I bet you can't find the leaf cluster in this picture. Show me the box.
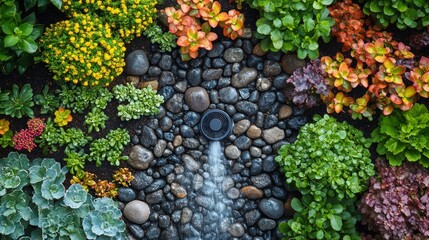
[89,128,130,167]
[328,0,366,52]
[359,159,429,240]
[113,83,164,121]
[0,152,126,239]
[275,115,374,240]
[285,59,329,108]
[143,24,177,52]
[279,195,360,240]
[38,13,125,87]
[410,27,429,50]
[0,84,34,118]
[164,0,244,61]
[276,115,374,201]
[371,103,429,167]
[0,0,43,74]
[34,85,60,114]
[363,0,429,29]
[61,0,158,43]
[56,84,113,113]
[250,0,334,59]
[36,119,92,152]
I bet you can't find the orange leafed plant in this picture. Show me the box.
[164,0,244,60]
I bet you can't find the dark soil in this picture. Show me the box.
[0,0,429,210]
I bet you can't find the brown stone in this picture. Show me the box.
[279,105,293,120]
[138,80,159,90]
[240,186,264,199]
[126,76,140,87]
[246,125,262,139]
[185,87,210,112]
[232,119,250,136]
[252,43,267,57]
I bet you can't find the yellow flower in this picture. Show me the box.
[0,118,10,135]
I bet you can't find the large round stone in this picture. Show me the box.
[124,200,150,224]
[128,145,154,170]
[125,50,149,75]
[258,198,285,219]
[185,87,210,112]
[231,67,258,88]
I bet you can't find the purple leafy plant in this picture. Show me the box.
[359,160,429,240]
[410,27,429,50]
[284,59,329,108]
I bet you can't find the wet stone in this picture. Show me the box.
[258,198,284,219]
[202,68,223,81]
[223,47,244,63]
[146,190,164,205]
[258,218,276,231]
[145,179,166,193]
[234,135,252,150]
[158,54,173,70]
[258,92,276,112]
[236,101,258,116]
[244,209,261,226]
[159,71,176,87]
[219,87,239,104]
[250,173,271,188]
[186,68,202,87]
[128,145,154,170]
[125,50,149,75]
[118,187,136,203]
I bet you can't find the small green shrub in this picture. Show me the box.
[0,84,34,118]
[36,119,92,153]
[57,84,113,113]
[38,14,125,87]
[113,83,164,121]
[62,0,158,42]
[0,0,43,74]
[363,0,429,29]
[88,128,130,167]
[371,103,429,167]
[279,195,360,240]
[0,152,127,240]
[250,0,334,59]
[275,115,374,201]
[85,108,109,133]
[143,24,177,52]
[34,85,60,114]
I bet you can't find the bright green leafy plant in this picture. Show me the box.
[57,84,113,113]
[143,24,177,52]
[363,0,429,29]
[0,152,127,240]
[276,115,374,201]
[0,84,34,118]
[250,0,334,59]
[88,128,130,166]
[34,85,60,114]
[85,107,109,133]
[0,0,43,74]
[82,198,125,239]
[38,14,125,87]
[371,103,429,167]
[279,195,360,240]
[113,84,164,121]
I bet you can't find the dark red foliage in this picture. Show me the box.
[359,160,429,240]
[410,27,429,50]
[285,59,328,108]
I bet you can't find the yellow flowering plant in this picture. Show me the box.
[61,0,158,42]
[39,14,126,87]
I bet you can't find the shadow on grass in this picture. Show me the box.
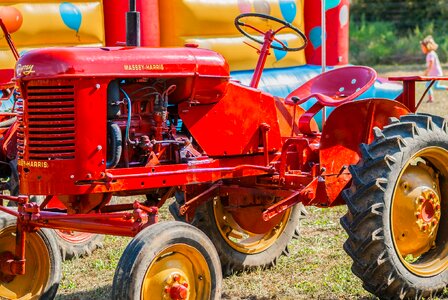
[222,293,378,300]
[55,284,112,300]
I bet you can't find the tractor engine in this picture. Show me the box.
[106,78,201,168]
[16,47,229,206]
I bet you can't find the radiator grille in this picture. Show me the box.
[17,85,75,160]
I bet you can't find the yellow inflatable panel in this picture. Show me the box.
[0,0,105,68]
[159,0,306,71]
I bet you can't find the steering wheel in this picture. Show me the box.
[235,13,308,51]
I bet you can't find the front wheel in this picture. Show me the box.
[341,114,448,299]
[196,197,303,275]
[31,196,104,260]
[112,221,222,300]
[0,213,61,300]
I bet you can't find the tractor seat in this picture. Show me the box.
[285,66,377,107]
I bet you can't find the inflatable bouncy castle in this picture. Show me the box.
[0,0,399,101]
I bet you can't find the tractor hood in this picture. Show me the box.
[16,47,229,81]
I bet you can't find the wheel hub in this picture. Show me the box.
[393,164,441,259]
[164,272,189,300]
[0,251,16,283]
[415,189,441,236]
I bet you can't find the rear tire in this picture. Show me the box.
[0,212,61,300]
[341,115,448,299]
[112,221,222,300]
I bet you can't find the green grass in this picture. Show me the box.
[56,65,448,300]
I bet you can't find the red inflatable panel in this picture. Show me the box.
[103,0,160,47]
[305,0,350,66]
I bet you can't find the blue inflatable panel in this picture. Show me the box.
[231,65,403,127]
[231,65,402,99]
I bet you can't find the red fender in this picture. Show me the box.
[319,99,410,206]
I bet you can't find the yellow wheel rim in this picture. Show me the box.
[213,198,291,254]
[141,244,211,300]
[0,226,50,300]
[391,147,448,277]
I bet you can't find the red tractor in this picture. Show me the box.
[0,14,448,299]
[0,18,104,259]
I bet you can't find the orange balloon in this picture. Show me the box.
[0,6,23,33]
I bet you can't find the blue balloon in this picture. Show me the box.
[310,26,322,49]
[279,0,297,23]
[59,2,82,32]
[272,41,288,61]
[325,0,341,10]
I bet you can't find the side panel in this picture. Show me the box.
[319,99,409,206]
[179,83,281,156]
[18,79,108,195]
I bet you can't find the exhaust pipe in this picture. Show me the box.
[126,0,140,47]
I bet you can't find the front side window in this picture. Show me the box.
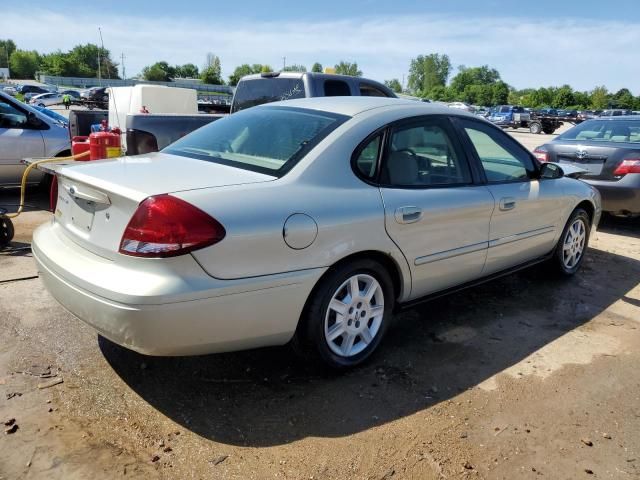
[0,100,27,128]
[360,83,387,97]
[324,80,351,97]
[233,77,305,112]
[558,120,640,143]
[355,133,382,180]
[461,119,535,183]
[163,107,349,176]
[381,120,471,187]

※

→ Written instruction: Return every item above word for word, leaving out the pictures.

→ Answer in full:
I bet you can't find the leaf cluster in this picture. Show me the box.
[89,128,130,167]
[328,0,366,52]
[359,159,429,240]
[113,83,164,121]
[0,152,126,239]
[275,115,374,240]
[285,59,329,108]
[143,24,177,52]
[279,195,360,240]
[38,13,125,87]
[410,27,429,50]
[0,84,34,118]
[164,0,244,61]
[276,115,374,201]
[371,103,429,167]
[0,0,43,74]
[34,85,60,114]
[363,0,429,29]
[61,0,158,43]
[56,84,113,113]
[250,0,334,59]
[36,119,92,152]
I bet you can't find the orange leafed plant in this picture. Show me the box.
[164,0,244,60]
I bet you can't find the dark soil in this picture. Show me the box.
[0,0,429,210]
I bet you can't find the brown stone in this picture. Show me the box.
[279,105,293,120]
[138,80,159,90]
[240,186,264,199]
[126,76,140,87]
[246,125,262,139]
[185,87,210,112]
[232,119,250,136]
[252,43,267,57]
I bet you can't find the yellow flower in this picture. Show me the box.
[0,118,10,135]
I bet you can't find the large round stone in this picture. Show me the box.
[124,200,150,224]
[128,145,154,170]
[125,50,149,75]
[258,198,285,219]
[185,87,210,112]
[231,67,258,88]
I bet you can't find the purple leafy plant in this picture. Show me the box.
[359,160,429,240]
[410,27,429,50]
[284,59,329,108]
I bet you can't find the wet stone in this picture. Show me the box.
[258,198,284,219]
[202,68,223,81]
[223,47,244,63]
[146,190,164,205]
[258,218,276,231]
[145,179,166,193]
[234,135,252,150]
[158,54,173,70]
[258,92,276,112]
[236,101,258,116]
[244,209,261,226]
[159,71,176,87]
[219,87,239,104]
[250,173,271,188]
[186,68,202,87]
[128,145,154,170]
[125,50,149,75]
[118,187,136,203]
I bet you can't find the small green shrub in this picture. Show me the box.
[0,84,34,118]
[36,119,92,153]
[57,84,113,113]
[38,14,125,87]
[113,83,164,121]
[62,0,158,42]
[0,0,43,74]
[363,0,429,29]
[88,128,130,167]
[371,103,429,167]
[279,195,360,240]
[0,152,127,240]
[250,0,334,59]
[275,115,374,201]
[85,108,109,133]
[143,24,177,52]
[34,85,60,114]
I bet you can't find the bright green leafy plant in this picture. Show me the box.
[57,84,113,113]
[143,24,177,52]
[363,0,429,29]
[0,152,127,240]
[276,115,374,201]
[0,84,34,118]
[250,0,334,59]
[88,128,130,166]
[34,85,60,114]
[85,107,109,133]
[0,0,43,74]
[82,198,125,239]
[38,14,125,87]
[371,103,429,167]
[279,195,360,240]
[113,84,164,121]
I bet you can't find the dark red foliage in this picture. Show me the box.
[359,160,429,240]
[410,27,429,50]
[285,59,328,108]
I bet you can't find the yellow flowering plant in this picture. Show me the box.
[61,0,158,42]
[39,14,126,87]
I bet you can't find the shadow on grass in this picture. Show me the box.
[222,293,378,300]
[55,284,112,300]
I bet you can't find the tractor engine in this picture. Show me the box.
[106,78,201,168]
[16,47,229,206]
I bet you can't find the radiator grille in this picture. Show me the box.
[17,85,75,160]
I bet you can't find the yellow inflatable panel in this picture. Show me the box.
[0,0,105,68]
[159,0,306,71]
I bet you can't find the steering wheel in this picture. Show me the box.
[235,13,308,51]
I bet you can't find the front wheel in this picture. Show me the box.
[341,114,448,299]
[196,197,303,275]
[31,196,104,260]
[112,221,222,300]
[0,213,61,300]
I bet you can't find the tractor seat in this picture. Show me the box.
[285,66,377,107]
I bet you can't find the inflatable bouncy castle in this picture. Show me the box.
[0,0,399,101]
I bet you can't find the tractor hood in this picture. Show me the box.
[16,47,229,81]
I bet you can't find the wheel hub in this picture. Show me the box.
[393,164,441,259]
[164,272,189,300]
[0,251,16,283]
[415,189,441,236]
I bet you can't find the rear tire in this picture. Show me the box.
[0,212,61,300]
[341,115,448,299]
[112,221,222,300]
I bet you can't find the green grass in this picture. Show me the box.
[56,65,448,300]
I bet you can't find the red inflatable panel in this picture. Show me the box.
[103,0,160,47]
[305,0,350,66]
I bet you can't find the blue inflatable panel in this picture. Show me the box.
[231,65,403,127]
[231,65,402,99]
I bet you can't find the red fender in this picture. Show me the box.
[319,99,410,206]
I bet you can't find the yellow wheel rim in this picture. Show me the box.
[213,198,291,254]
[141,244,211,300]
[0,226,50,300]
[391,147,448,277]
I bet you can't find the red tractor in this picture. Show me the box.
[0,14,448,299]
[0,18,104,259]
I bet you can't find the orange balloon in this picture. Show me the box.
[0,6,23,33]
I bet you can't find the blue balloon in this picture. Show me the box.
[310,26,322,49]
[279,0,297,23]
[59,2,82,32]
[272,41,288,61]
[325,0,341,10]
I bet you can't find the side panel in this picture. Show me the box.
[319,99,409,206]
[179,83,281,156]
[18,79,108,195]
I bet you can't find the exhaust pipe in this picture. Show me the box.
[126,0,140,47]
I bet you can't find the front side window in this picture. Show me the box.
[0,100,27,128]
[360,83,387,97]
[324,80,351,97]
[233,77,305,112]
[558,120,640,143]
[355,133,382,180]
[461,119,535,183]
[163,107,349,176]
[381,120,471,187]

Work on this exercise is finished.